• **TEXT BLOCK**:
◆ ◆ ◆

Triplets used for pattern detection.

Sheet 1: The 150 related triplets used for pattern detection are listed, with the root cell type of the triplet in the first column and the two leaves in second and third columns. Cell type names follow (Heng et al., 2008). For each triplet are listed the number of genes with a clear minimum in each cell type and a clear maximum in each cell type (t-test p-value < 0.005). Also listed for each triplet are the length of the triplet, whether the triplet is a lineage progression or a cell fate decision, whether the triplet contains a terminal node, and the entropy in the clear minimum pattern and clear maximum pattern. Sheet 2: The 100 unrelated triplets are listed; cell type names follow (Heng et al., 2008). For each triplet are listed the number of genes with a clear minimum in each cell type and a clear maximum in each cell type (t-test p-value < 0.005) and the entropy in the clear minimum pattern and clear maximum pattern.

https://doi.org/10.7554/eLife.20488.003
Figure 1—source data 2

List of mouse transcription factors.

The list of human transcription factors used to cluster and infer lineages for the hematopoietic and intestinal development trees. The list was adapted from (Thomson et al., 2011).

https://doi.org/10.7554/eLife.20488.004
Figure 1—figure supplement 1
Clear minimum and clear maximum patterns.

(A, B) We used a two-distribution t-test to quantify the likelihood of a gene (each denoted by a single dot) showing either the clear minimum (A) or clear maximum pattern (B).We show the p-value from this t-test and the cell type in which the gene shows differential expression. The p-value cutoff is used to identify genes which show these patterns with high significance (dotted line). In this particular triplet, there are fewer genes with a clear minimum and with a clear maximum in the root of the triplet (B.T1) than in either leaf, as seen by fewer genes in the first row to the right of the cutoff. (C) A histogram of the number of genes showing the clear maximum pattern among the 150 triplets with known developmental topology. Triplets in which the root as the most genes showing the pattern are shown in blue. The clear maximum pattern does not show strong predictive power over the lineage relationships between triplets, and even when a large number of genes exhibit the pattern, the majority often reach their maximum in a leaf.

◆ ◆ ◆

Stored dataset records
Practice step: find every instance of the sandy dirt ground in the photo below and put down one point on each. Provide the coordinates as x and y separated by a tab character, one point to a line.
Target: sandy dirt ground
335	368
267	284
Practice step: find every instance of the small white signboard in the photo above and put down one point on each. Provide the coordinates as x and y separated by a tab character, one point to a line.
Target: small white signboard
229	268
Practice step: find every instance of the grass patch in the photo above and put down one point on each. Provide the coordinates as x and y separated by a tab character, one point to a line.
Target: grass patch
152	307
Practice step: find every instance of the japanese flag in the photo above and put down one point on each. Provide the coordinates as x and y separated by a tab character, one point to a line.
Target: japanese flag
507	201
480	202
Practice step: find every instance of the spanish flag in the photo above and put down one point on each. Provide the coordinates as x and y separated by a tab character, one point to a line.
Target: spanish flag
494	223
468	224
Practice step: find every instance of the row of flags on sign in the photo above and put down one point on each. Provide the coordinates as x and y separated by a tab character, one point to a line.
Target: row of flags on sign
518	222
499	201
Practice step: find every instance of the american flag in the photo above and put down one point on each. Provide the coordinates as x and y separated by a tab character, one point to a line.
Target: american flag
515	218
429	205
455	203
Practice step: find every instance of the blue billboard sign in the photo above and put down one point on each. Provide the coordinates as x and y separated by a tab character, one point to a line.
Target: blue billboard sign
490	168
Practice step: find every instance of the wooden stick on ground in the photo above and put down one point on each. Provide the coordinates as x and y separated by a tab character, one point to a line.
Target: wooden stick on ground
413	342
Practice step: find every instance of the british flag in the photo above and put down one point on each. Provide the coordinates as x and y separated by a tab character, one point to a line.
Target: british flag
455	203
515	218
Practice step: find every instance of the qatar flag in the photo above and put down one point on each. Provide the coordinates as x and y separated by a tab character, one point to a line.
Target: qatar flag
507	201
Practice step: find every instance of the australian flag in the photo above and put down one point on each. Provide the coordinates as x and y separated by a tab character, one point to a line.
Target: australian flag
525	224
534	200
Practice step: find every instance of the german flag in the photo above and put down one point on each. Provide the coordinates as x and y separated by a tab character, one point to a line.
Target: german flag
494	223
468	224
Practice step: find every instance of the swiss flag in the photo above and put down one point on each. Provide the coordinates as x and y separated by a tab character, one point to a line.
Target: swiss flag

◆ ◆ ◆

• **INSTRUCTIONS FOR THE TASK**: According to the triplet-data legends, how many unrelated triplets are listed in Sheet 2? The records are not needed.

• **ANSWER TO THIS EXERCISE**: Sheet 2 lists 100 unrelated triplets.